### Selected extract
──────────────────────────────
The majority, however, concludes otherwise. Have plea agreements come to mean nothing more than unilateral commitments on the government's part? Does not the government have the right to take each case to trial, without so much as a thought to entering into a mutually beneficial bargain with the defendant? Does a man's word mean so little that when, in exchange for a benefit, he promises to disclose other fraudulent activities, it can be said that unless he can effectively be "forced or compelled" to keep his word, his adherence to the contract is "unusual indeed"? It is an insult to DeMonte himself--one who has shown great signs of penitence and moral fortitude--to say that his word meant nothing. And could the government, adopting the majority's view, maintain that this information was not provided pursuant to the plea agreement and thus not subject to the government's commitment not to use it in the calculation of DeMonte's sentence and not to file additional charges against him?
──────────────────────────────
### Data listing
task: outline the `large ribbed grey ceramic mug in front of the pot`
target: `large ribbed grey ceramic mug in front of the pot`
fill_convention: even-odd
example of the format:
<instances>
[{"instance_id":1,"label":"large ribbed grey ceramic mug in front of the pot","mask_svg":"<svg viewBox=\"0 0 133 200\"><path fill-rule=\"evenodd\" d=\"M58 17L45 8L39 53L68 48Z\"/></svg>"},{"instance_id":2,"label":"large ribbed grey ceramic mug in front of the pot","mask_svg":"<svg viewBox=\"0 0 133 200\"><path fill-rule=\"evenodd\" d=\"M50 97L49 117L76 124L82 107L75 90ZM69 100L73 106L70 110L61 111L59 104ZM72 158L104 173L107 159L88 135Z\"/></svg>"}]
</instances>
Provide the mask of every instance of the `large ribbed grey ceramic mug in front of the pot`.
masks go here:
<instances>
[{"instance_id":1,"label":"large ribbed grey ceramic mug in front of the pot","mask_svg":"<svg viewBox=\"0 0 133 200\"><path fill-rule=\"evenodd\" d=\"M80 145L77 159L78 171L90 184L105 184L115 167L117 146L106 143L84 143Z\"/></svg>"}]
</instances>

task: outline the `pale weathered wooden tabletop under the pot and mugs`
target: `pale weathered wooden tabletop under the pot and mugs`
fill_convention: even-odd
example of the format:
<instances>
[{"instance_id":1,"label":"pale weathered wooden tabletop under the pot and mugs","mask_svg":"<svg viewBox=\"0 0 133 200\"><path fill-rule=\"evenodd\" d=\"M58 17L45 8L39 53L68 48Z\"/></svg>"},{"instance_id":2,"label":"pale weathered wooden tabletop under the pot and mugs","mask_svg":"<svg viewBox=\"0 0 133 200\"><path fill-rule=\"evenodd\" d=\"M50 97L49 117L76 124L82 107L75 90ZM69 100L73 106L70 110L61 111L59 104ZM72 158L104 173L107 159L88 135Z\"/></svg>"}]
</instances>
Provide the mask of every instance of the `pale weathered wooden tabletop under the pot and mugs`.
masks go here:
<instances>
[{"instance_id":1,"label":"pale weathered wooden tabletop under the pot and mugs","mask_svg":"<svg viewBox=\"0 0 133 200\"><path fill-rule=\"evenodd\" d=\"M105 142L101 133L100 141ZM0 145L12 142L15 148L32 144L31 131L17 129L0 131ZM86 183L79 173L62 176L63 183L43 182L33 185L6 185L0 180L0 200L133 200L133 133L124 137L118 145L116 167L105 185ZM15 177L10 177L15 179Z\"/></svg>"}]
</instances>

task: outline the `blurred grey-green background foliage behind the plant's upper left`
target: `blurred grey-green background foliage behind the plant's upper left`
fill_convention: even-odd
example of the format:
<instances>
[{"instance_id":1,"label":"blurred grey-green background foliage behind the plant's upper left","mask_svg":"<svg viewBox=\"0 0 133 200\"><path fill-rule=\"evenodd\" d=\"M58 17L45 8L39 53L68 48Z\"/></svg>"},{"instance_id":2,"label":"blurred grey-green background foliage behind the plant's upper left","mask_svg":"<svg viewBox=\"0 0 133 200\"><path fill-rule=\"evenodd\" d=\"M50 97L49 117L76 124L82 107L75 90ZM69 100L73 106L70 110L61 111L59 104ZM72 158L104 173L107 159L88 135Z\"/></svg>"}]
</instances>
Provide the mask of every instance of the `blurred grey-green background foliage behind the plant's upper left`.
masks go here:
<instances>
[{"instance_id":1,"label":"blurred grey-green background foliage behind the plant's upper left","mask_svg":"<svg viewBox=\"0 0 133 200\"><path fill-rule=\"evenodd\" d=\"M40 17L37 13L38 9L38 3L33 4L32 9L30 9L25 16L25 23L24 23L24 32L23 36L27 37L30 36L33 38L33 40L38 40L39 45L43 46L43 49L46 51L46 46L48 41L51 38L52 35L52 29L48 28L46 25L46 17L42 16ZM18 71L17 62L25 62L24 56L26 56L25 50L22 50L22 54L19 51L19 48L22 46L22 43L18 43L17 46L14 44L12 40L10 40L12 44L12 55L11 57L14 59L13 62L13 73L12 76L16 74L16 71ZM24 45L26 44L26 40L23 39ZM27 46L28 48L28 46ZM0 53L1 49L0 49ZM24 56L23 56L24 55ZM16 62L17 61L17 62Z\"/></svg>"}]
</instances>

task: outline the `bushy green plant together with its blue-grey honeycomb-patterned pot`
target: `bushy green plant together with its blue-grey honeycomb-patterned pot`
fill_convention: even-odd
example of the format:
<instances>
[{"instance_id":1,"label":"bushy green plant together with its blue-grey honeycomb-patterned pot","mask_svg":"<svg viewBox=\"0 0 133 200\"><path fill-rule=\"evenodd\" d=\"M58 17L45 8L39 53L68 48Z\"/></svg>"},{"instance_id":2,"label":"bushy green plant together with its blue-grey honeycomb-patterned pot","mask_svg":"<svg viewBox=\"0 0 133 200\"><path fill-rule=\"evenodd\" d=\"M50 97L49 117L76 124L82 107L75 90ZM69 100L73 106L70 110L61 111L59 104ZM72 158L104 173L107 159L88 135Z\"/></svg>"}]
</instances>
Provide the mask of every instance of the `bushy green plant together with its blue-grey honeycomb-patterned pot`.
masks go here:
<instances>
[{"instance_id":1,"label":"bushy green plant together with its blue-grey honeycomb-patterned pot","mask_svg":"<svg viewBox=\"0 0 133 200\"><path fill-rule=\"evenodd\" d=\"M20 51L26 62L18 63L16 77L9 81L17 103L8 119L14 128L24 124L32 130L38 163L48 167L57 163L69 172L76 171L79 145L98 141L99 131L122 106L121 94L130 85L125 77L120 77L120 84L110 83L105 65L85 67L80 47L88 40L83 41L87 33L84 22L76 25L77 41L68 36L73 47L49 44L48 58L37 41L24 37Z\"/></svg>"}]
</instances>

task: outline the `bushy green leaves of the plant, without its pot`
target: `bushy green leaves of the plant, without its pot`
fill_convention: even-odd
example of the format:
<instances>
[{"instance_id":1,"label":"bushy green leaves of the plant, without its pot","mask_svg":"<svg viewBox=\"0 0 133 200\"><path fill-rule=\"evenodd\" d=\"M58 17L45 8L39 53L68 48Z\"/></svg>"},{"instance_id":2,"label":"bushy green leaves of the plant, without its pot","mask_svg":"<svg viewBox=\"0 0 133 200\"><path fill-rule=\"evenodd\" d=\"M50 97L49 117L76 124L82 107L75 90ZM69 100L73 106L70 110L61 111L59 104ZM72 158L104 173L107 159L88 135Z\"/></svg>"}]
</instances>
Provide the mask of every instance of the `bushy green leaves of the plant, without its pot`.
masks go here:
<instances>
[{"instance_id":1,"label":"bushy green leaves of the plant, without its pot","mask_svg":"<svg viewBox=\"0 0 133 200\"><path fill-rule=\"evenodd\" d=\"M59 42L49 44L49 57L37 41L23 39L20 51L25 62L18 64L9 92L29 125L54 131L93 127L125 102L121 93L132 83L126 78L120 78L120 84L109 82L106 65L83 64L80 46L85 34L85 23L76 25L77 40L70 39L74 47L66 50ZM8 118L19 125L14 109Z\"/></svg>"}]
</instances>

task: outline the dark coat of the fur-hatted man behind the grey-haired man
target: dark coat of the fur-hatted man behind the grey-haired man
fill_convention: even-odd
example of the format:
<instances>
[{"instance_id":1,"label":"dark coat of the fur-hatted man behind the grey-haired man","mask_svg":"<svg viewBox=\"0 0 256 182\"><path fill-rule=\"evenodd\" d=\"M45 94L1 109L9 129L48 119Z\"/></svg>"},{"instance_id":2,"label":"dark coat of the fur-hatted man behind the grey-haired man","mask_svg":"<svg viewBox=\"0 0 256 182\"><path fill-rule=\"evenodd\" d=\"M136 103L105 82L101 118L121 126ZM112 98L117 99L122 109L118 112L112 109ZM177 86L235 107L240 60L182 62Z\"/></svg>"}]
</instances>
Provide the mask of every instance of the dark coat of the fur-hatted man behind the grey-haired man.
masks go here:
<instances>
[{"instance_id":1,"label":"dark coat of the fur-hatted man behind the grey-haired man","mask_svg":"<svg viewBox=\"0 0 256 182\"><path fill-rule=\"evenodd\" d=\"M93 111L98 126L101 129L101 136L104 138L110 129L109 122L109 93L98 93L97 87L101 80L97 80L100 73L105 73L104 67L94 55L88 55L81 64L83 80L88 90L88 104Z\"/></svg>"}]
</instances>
──────────────────────────────
### Work to complete
Pick up the passage on DeMonte's plea agreement right after its final question and keep it going.

### Result
63

Does the majority really believe that DeMonte's conduct was not required by the plea agreement? What would have happened if the government had done a brief investigation of DeMonte's work and found another pattern of fraud, which DeMonte had not disclosed? Certainly, under the plea agreement, the government would have been entitled to withdraw from the agreement and take DeMonte to trial not only on the charge in the one-count Information, but also on every other known fraudulent act. See Plea Agreement p 6 (quoted in maj. op. at 345 n. 2). This condition substantially upped the ante, providing DeMonte strong incentive to abide by his promise. Why does this not qualify as an enforceable provision of the plea agreement? Quite revealing is the majority's complete failure to provide any supporting law for this novel proposition.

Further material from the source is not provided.